- Task directions -
Everything in the listing should be restated word for word.

- Listed records -
===============

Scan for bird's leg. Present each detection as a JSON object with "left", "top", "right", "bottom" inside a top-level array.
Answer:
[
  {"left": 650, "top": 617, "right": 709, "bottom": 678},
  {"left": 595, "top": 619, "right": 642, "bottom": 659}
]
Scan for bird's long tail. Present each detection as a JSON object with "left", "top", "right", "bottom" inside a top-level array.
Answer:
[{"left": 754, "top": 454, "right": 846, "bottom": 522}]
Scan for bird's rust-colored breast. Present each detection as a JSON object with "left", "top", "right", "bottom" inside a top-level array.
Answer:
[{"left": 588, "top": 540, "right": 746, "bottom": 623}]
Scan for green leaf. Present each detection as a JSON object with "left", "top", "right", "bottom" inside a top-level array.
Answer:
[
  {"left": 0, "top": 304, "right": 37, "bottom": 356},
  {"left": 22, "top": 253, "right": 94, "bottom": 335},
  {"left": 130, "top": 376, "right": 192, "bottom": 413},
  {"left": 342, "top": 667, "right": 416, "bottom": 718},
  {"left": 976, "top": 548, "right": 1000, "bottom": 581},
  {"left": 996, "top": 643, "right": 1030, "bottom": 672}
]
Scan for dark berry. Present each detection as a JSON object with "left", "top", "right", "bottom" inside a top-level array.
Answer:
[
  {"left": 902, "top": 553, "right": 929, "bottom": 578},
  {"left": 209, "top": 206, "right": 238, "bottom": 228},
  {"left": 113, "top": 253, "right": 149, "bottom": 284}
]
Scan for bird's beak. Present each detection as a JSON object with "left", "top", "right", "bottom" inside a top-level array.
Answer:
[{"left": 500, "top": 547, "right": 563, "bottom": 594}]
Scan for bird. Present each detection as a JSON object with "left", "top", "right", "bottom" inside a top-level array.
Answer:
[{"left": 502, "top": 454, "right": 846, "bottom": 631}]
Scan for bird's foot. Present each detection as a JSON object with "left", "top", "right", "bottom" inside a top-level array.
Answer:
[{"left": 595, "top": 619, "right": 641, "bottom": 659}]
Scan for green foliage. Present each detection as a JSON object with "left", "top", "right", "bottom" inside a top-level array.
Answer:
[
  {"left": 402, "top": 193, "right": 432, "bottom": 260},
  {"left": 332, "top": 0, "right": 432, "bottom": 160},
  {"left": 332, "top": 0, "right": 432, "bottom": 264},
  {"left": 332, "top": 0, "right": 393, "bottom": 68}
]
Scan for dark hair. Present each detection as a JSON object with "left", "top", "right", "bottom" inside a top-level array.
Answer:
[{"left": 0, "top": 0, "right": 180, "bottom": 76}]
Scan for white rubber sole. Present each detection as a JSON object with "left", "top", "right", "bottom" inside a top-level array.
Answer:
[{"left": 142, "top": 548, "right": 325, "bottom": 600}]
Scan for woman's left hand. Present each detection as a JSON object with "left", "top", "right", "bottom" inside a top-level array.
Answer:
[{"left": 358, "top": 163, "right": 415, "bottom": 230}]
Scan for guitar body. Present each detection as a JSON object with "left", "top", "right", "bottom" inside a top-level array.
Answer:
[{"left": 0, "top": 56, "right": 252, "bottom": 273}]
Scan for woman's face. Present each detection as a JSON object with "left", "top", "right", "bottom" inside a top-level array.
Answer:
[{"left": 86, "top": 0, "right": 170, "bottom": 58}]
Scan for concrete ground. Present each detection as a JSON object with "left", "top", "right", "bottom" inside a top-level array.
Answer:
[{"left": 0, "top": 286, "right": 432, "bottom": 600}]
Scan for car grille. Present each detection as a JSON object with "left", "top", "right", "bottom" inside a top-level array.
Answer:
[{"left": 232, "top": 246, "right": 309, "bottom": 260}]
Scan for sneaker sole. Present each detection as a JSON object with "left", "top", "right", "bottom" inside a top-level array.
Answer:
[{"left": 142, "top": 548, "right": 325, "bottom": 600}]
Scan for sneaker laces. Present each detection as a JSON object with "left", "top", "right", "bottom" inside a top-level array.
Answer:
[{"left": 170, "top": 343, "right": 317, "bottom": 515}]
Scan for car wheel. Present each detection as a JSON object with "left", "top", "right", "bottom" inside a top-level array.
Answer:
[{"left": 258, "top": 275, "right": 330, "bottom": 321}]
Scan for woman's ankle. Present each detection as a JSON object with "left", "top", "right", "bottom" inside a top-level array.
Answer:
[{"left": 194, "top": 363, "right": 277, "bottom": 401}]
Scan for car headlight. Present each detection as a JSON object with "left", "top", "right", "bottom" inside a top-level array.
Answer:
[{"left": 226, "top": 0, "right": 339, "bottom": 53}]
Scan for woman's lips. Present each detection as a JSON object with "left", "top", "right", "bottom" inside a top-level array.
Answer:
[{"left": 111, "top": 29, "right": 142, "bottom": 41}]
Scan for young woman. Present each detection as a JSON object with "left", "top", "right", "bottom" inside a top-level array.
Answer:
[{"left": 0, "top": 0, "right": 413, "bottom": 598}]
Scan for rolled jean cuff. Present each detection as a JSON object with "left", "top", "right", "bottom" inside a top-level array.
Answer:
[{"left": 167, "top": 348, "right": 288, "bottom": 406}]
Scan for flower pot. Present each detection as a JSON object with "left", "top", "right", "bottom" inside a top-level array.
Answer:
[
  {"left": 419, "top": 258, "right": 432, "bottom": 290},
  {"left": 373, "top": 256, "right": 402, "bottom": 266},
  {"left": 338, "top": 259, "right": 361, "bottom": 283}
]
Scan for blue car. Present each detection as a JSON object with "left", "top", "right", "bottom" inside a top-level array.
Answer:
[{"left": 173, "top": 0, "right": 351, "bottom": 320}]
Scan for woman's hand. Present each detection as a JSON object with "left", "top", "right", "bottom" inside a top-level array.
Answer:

===============

- Response for this exercise -
Scan for bird's leg. Present each detection as a JSON object with "left", "top", "right", "bottom" inside a top-level array.
Answer:
[
  {"left": 650, "top": 617, "right": 709, "bottom": 678},
  {"left": 595, "top": 619, "right": 642, "bottom": 659}
]
Scan for bird's long tail. Present each detection as a JSON object with "left", "top", "right", "bottom" inside a top-level array.
Answer:
[{"left": 754, "top": 454, "right": 846, "bottom": 522}]
Scan for bird's rust-colored breast. Present each detection as a JSON object with "left", "top", "right", "bottom" inside a top-level array.
Answer:
[{"left": 588, "top": 540, "right": 746, "bottom": 623}]
Scan for green leaf. Present each detection as a JSON object with "left", "top", "right", "bottom" inside a top-level array.
Answer:
[
  {"left": 0, "top": 304, "right": 37, "bottom": 356},
  {"left": 22, "top": 253, "right": 94, "bottom": 335},
  {"left": 130, "top": 376, "right": 192, "bottom": 413},
  {"left": 342, "top": 667, "right": 416, "bottom": 718},
  {"left": 976, "top": 548, "right": 1000, "bottom": 581},
  {"left": 996, "top": 643, "right": 1030, "bottom": 672}
]
Scan for dark berry. Present each detection as a JSON object with "left", "top", "right", "bottom" inside a top-level array.
Answer:
[
  {"left": 902, "top": 553, "right": 929, "bottom": 578},
  {"left": 209, "top": 206, "right": 238, "bottom": 228},
  {"left": 113, "top": 253, "right": 149, "bottom": 284}
]
Scan for bird's beak. Present each detection as a JSON object with "left", "top", "right", "bottom" inside a top-level array.
Answer:
[{"left": 500, "top": 547, "right": 563, "bottom": 594}]
Scan for bird. Present each detection as a JSON object with "left", "top", "right", "bottom" inside a top-level array.
Answer:
[{"left": 502, "top": 454, "right": 846, "bottom": 631}]
Scan for bird's foot. Present each detection as a JSON object with "left", "top", "right", "bottom" inside a top-level array.
Answer:
[{"left": 595, "top": 619, "right": 641, "bottom": 659}]
Scan for green foliage. Present each detection as a JSON object with "left", "top", "right", "bottom" inside a top-level array.
Answer:
[
  {"left": 402, "top": 193, "right": 432, "bottom": 260},
  {"left": 332, "top": 0, "right": 432, "bottom": 160},
  {"left": 332, "top": 0, "right": 432, "bottom": 264},
  {"left": 332, "top": 0, "right": 393, "bottom": 68}
]
Scan for dark hair. Present each detection as a JSON object with "left", "top", "right", "bottom" inside a top-level array.
Answer:
[{"left": 0, "top": 0, "right": 180, "bottom": 76}]
Scan for white rubber sole. Present each detection as a JSON object with "left", "top", "right", "bottom" inside a top-level array.
Answer:
[{"left": 142, "top": 548, "right": 325, "bottom": 600}]
Scan for woman's left hand. Present each detection as a JSON object with "left", "top", "right", "bottom" inside a top-level array.
Answer:
[{"left": 358, "top": 163, "right": 415, "bottom": 230}]
Scan for guitar body. Present each detection as a JSON object with "left", "top", "right", "bottom" inside a top-level array.
Answer:
[{"left": 0, "top": 56, "right": 252, "bottom": 273}]
Scan for woman's face. Present each detection as a JSON object with "left", "top", "right", "bottom" inside a top-level array.
Answer:
[{"left": 86, "top": 0, "right": 170, "bottom": 58}]
Scan for concrete ground. Present each detection as a JSON object with "left", "top", "right", "bottom" inside a top-level array.
Answer:
[{"left": 0, "top": 286, "right": 432, "bottom": 600}]
Scan for car grille. Present each detection as a JSON object with "left", "top", "right", "bottom" inside a top-level array.
Answer:
[{"left": 232, "top": 246, "right": 309, "bottom": 260}]
Scan for sneaker sole. Present each detection as a JSON object with "left", "top", "right", "bottom" inside a top-level array.
Answer:
[{"left": 142, "top": 548, "right": 325, "bottom": 600}]
Scan for sneaker laces. Present each detection as a JSON object with "left", "top", "right", "bottom" inside a top-level array.
Answer:
[{"left": 170, "top": 343, "right": 317, "bottom": 515}]
Scan for car wheel. Present each detection as a JSON object with "left", "top", "right", "bottom" inside a top-level array.
Answer:
[{"left": 258, "top": 275, "right": 330, "bottom": 321}]
Scan for woman's ankle. Present each detection as a JSON object with "left", "top", "right", "bottom" inside a top-level array.
Answer:
[{"left": 194, "top": 363, "right": 277, "bottom": 401}]
Scan for car headlight. Present each detection as a JSON object with "left", "top", "right", "bottom" inside a top-level array.
Answer:
[{"left": 226, "top": 0, "right": 339, "bottom": 53}]
Scan for woman's lips. Present each detection as a JSON object with "left", "top", "right", "bottom" inside a top-level array.
Answer:
[{"left": 111, "top": 29, "right": 142, "bottom": 41}]
Scan for young woman. Present each detection as a JSON object with "left", "top", "right", "bottom" inside a top-level array.
Answer:
[{"left": 0, "top": 0, "right": 413, "bottom": 598}]
Scan for rolled jean cuff. Present each detection as a JSON object with "left", "top", "right", "bottom" inside a top-level array.
Answer:
[{"left": 167, "top": 348, "right": 288, "bottom": 406}]
Scan for flower pot. Present each detection as a JSON object with "left", "top", "right", "bottom" inside a top-level array.
Answer:
[
  {"left": 419, "top": 258, "right": 432, "bottom": 290},
  {"left": 373, "top": 256, "right": 402, "bottom": 266},
  {"left": 338, "top": 259, "right": 361, "bottom": 283}
]
Scan for blue car. Present each detection as a JSON object with "left", "top", "right", "bottom" inside a top-level array.
Answer:
[{"left": 173, "top": 0, "right": 351, "bottom": 320}]
Scan for woman's hand. Present each detection as a JSON object with "left", "top", "right", "bottom" inside a top-level array.
Answer:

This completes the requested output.